Aim of the task:
Can you write out the entries from the line with "Point out the side" to the line with "x=212, y=142", both included, with their requests unchanged and 30 added to every x and y coordinate in the answers, and give nothing else?

Listed records:
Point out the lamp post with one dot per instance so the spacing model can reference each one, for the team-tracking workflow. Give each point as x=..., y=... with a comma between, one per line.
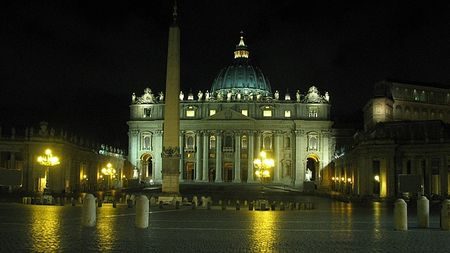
x=48, y=160
x=110, y=172
x=263, y=166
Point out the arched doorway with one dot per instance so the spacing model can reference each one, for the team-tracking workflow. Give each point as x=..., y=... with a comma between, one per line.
x=312, y=168
x=147, y=165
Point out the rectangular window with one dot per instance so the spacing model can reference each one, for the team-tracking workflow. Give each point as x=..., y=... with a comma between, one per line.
x=313, y=112
x=190, y=113
x=267, y=113
x=147, y=112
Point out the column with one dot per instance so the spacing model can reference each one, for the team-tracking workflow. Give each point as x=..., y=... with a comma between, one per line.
x=133, y=148
x=181, y=165
x=237, y=157
x=205, y=149
x=198, y=156
x=278, y=167
x=251, y=155
x=219, y=157
x=299, y=161
x=157, y=168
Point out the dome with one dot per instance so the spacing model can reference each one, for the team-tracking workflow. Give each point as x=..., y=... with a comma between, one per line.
x=241, y=76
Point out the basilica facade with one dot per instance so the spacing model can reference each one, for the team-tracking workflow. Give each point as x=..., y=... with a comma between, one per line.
x=223, y=129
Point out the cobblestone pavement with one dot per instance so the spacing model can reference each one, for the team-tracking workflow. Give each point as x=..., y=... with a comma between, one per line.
x=330, y=227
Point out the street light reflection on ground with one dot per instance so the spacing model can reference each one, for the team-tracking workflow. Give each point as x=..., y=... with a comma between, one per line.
x=48, y=160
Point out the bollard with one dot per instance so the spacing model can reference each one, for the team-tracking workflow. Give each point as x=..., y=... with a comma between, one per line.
x=203, y=200
x=445, y=217
x=129, y=203
x=88, y=218
x=400, y=215
x=142, y=210
x=152, y=201
x=224, y=206
x=423, y=212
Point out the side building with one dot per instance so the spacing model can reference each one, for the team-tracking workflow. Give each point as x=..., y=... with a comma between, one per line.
x=406, y=132
x=222, y=130
x=79, y=168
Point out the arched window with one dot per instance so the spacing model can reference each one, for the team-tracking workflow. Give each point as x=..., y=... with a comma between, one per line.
x=244, y=142
x=212, y=142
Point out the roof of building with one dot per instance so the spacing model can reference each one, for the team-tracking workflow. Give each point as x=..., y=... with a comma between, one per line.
x=241, y=76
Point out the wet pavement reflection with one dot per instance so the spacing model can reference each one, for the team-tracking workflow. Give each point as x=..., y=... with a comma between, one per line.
x=331, y=226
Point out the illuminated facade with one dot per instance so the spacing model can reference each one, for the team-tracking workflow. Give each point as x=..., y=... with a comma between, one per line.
x=79, y=168
x=407, y=132
x=223, y=129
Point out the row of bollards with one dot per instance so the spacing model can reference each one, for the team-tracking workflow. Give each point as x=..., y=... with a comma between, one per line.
x=423, y=214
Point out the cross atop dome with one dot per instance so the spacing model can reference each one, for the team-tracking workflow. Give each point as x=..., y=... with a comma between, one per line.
x=241, y=49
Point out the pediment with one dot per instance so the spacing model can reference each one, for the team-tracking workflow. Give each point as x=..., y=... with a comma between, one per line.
x=228, y=114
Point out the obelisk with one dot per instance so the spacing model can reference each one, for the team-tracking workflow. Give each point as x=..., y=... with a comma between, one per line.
x=171, y=148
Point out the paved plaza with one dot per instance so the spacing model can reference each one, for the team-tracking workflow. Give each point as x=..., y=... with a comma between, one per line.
x=331, y=227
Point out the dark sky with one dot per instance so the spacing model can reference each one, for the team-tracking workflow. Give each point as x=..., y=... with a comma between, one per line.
x=76, y=63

Problem solution:
Point out the side building with one dot per instance so the spacing model can reference each one, for the team-tracking workflow. Give each point as x=..., y=... with a comma between, one per line.
x=436, y=162
x=252, y=160
x=109, y=198
Point out the arched window with one dot per instance so the spacing model can reference each one, for the team-tracking workflow. Give each point as x=..., y=... with a comma between, one per line.
x=274, y=172
x=242, y=172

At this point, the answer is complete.